ASSIGNMENT: Which of the lines below hold "mounted"? Please return each one.

INPUT:
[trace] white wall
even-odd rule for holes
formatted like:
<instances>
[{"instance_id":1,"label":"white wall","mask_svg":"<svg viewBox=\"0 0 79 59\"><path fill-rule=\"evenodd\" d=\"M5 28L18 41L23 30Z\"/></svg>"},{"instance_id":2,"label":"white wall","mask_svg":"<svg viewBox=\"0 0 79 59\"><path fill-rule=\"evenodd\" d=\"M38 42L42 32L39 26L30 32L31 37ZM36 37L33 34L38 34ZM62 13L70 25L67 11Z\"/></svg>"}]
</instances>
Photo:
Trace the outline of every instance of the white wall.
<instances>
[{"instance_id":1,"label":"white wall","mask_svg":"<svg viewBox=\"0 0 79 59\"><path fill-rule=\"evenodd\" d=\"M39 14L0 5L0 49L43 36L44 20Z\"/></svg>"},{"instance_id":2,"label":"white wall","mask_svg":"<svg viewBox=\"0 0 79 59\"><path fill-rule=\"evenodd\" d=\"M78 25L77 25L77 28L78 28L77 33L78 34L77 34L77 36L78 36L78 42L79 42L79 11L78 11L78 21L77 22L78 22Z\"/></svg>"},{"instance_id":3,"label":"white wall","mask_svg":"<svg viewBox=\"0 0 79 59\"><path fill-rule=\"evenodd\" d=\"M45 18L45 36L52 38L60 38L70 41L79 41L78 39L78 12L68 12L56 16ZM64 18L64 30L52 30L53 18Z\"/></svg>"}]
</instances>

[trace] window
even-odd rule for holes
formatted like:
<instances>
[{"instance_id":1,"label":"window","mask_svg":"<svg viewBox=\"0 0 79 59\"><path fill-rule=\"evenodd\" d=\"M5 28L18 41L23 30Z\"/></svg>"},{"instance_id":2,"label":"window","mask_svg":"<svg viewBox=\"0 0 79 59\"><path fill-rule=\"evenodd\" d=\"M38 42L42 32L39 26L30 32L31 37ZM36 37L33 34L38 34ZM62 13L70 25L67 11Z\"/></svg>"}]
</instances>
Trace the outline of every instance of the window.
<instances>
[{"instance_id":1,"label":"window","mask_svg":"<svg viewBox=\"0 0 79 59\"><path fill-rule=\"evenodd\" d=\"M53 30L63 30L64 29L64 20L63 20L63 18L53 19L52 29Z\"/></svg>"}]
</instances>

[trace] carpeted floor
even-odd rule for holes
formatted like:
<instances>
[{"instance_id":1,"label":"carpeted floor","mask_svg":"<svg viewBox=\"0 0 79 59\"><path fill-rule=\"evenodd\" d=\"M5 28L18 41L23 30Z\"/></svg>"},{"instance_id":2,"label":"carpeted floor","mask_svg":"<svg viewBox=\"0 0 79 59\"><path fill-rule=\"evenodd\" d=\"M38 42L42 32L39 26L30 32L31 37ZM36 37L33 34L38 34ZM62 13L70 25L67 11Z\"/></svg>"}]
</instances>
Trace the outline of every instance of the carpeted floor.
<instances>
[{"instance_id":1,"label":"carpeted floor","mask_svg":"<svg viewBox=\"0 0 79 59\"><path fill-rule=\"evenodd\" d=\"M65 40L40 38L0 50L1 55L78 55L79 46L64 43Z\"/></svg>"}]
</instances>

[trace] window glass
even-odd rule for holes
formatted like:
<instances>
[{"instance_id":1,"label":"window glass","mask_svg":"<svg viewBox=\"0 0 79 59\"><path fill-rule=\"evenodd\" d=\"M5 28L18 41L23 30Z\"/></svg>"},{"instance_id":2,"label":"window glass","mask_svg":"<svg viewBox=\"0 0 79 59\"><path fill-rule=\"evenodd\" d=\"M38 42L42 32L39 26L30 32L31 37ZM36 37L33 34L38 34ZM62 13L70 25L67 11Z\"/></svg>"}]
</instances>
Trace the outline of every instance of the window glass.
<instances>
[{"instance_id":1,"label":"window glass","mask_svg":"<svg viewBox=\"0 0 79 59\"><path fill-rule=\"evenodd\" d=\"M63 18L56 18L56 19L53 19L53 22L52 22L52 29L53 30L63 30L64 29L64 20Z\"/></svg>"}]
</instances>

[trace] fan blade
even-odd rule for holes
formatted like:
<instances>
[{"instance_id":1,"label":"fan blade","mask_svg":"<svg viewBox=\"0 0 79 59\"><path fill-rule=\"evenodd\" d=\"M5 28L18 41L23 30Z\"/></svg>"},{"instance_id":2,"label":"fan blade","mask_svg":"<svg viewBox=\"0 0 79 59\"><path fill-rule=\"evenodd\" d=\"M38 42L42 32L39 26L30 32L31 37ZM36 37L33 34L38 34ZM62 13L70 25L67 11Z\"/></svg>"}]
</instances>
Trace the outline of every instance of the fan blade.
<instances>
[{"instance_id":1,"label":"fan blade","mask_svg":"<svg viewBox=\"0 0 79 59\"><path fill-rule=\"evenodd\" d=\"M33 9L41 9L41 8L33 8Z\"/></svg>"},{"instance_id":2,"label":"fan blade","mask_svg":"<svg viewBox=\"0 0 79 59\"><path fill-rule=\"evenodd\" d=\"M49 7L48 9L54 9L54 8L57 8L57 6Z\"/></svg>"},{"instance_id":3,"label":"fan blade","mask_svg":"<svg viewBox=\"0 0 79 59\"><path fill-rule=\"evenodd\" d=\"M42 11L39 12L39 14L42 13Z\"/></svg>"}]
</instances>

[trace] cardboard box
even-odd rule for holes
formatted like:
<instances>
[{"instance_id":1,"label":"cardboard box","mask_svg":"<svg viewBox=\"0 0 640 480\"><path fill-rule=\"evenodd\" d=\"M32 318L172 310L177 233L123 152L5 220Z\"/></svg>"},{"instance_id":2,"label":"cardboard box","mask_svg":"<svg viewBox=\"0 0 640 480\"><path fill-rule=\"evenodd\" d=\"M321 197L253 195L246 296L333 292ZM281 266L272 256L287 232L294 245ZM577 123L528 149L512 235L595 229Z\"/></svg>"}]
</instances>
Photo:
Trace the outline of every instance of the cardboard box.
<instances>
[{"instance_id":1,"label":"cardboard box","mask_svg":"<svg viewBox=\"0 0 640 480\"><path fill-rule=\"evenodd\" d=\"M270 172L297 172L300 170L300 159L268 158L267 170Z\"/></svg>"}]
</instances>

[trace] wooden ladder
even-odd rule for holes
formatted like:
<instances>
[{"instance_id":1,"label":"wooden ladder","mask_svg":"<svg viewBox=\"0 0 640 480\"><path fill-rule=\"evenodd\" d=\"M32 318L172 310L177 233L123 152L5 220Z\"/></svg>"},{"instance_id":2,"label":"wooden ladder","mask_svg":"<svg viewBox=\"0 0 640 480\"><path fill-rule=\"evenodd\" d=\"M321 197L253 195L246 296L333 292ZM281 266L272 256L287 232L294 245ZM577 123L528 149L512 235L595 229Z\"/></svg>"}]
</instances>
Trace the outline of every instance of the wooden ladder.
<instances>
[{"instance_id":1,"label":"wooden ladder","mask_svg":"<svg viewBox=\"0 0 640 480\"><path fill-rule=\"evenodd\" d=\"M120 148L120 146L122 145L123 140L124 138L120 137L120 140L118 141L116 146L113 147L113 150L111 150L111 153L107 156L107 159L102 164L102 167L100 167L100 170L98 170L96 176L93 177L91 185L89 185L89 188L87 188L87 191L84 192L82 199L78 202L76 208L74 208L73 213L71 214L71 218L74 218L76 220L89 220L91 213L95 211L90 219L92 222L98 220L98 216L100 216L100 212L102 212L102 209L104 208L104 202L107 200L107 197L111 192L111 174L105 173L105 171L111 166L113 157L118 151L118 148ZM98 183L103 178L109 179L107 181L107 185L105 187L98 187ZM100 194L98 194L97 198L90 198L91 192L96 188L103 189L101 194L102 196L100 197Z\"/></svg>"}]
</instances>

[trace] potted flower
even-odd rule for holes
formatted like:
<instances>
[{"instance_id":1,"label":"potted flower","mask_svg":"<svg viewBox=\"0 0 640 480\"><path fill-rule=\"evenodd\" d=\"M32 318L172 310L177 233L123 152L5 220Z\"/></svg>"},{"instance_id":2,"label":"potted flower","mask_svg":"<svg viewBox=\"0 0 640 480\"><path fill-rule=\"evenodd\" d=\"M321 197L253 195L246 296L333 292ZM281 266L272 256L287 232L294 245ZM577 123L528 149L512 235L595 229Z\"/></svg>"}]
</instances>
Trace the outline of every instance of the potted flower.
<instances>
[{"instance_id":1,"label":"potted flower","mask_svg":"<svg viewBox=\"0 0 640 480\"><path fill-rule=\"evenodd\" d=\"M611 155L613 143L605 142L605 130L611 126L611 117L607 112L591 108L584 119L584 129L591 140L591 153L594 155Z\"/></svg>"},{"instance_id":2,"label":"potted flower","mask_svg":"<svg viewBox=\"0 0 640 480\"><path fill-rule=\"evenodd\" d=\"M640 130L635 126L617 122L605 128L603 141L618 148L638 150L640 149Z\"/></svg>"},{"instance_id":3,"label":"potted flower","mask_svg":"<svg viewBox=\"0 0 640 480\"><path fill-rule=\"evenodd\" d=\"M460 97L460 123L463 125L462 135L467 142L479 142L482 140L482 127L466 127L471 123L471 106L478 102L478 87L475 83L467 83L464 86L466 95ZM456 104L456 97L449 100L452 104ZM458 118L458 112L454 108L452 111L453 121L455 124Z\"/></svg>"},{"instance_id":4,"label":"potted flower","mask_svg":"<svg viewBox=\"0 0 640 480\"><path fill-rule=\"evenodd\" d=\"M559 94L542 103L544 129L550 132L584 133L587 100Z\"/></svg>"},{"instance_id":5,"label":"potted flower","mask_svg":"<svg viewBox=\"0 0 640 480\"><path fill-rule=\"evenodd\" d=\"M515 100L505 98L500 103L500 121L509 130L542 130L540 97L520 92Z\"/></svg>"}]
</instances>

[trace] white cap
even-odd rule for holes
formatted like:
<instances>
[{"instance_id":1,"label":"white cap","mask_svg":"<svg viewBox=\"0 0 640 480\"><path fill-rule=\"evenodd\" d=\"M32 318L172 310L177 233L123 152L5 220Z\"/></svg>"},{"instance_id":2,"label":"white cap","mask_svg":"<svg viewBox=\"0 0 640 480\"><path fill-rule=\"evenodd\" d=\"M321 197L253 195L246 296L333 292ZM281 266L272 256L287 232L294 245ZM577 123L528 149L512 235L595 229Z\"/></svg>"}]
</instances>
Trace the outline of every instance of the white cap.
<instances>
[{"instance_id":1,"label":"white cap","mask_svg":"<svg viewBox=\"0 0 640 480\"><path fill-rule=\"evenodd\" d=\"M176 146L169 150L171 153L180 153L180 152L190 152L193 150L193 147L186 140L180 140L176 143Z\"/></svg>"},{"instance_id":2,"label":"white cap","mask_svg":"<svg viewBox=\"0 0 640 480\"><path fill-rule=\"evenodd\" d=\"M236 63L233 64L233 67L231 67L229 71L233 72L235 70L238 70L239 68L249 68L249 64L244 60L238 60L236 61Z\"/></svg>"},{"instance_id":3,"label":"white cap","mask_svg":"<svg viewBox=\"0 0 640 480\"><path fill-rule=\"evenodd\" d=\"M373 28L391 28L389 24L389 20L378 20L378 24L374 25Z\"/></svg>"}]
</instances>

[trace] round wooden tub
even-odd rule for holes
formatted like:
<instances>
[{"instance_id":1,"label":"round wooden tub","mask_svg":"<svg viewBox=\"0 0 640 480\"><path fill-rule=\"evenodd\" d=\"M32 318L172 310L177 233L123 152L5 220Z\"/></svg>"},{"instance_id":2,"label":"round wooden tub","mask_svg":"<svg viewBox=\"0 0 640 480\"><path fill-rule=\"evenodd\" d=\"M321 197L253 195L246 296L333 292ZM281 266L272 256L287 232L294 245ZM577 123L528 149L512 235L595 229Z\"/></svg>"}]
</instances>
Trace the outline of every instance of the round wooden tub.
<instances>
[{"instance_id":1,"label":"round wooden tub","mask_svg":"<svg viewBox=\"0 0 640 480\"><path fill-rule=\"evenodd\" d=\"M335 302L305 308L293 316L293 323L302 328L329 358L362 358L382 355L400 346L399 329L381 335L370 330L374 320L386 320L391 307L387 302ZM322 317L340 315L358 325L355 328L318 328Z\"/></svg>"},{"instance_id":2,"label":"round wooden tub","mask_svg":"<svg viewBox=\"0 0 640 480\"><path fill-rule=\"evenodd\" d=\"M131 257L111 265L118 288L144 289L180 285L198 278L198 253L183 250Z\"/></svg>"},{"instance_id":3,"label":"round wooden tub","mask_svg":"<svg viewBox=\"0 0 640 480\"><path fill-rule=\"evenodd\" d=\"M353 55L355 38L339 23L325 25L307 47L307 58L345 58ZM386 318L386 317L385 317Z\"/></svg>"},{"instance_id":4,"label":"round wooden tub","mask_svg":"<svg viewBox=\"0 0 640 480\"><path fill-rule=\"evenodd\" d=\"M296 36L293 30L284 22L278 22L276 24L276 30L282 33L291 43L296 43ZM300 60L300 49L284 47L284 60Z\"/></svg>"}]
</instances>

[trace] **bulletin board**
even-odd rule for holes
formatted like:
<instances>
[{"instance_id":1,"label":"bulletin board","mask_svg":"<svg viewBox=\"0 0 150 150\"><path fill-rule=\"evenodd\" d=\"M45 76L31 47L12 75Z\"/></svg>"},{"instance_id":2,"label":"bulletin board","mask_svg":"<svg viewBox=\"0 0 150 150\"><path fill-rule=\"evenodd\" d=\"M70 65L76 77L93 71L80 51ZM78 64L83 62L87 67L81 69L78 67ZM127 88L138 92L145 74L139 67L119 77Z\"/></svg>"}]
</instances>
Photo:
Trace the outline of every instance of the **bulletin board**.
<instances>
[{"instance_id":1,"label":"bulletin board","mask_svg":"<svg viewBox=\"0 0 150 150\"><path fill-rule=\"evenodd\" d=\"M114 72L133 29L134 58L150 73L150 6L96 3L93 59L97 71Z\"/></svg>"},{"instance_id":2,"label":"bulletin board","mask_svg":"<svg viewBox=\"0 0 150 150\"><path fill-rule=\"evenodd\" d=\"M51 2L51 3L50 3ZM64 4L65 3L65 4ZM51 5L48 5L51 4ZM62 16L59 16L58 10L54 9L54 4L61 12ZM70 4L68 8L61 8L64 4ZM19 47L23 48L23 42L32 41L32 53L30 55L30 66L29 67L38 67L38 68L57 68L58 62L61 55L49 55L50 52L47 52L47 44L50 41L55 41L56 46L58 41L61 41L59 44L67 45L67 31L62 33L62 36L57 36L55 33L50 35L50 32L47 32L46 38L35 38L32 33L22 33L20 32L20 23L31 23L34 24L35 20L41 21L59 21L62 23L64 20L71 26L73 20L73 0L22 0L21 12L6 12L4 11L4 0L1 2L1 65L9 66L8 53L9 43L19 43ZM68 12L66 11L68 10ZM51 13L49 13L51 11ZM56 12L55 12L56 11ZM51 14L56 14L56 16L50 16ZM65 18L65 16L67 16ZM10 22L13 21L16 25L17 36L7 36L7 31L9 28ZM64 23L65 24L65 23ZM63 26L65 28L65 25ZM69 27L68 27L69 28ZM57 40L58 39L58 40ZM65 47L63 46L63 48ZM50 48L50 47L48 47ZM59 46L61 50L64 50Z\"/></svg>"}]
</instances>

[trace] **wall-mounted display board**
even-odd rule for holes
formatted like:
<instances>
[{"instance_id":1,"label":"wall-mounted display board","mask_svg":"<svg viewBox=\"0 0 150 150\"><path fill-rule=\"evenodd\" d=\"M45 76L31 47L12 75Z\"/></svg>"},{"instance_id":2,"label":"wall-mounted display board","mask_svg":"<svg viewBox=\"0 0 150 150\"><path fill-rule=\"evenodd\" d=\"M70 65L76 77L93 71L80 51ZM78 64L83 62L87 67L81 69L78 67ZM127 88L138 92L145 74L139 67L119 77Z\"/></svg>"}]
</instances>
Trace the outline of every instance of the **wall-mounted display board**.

WRITTEN RESPONSE:
[trace] **wall-mounted display board**
[{"instance_id":1,"label":"wall-mounted display board","mask_svg":"<svg viewBox=\"0 0 150 150\"><path fill-rule=\"evenodd\" d=\"M45 76L31 47L12 75Z\"/></svg>"},{"instance_id":2,"label":"wall-mounted display board","mask_svg":"<svg viewBox=\"0 0 150 150\"><path fill-rule=\"evenodd\" d=\"M70 65L76 77L93 71L80 51ZM78 64L83 62L87 67L81 69L78 67ZM127 88L138 92L145 74L139 67L119 77Z\"/></svg>"}]
Trace the outline of every instance of the **wall-mounted display board**.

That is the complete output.